§ Task
State how many lines in the material below contain the word "window". Reply with the number alone.

+ + +

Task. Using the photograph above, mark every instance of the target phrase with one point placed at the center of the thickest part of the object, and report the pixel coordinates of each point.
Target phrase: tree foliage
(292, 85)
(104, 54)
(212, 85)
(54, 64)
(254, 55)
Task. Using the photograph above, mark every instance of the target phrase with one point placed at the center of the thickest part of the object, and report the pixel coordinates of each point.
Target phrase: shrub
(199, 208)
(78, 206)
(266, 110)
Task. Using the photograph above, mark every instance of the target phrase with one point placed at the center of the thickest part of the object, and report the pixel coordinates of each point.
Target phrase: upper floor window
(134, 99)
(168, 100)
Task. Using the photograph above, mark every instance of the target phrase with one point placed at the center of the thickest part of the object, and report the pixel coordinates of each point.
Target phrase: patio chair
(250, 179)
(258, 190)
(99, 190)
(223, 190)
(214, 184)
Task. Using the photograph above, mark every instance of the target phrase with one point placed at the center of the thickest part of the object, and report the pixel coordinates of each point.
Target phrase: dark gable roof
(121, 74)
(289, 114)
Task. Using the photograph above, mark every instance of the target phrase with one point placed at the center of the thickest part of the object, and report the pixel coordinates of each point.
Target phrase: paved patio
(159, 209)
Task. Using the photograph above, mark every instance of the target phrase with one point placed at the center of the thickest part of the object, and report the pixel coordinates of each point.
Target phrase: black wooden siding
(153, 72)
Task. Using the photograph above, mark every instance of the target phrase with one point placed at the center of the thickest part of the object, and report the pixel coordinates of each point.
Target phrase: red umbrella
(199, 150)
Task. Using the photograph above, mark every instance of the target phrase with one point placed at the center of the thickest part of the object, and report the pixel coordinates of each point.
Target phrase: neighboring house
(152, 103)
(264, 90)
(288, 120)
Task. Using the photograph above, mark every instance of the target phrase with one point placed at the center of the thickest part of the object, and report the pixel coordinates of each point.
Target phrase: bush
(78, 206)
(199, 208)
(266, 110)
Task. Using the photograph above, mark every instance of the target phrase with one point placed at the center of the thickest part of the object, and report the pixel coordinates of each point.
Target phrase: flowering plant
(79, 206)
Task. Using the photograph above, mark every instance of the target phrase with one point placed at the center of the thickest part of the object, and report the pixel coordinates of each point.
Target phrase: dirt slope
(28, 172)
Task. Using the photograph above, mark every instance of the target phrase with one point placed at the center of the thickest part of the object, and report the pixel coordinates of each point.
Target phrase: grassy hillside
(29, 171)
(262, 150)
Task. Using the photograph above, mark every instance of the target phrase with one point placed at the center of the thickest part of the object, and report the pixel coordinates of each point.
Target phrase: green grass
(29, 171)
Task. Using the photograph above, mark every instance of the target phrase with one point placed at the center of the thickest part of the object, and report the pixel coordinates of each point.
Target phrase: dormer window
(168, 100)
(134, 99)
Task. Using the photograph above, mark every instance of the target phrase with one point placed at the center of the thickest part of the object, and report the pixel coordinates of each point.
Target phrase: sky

+ + +

§ Result
2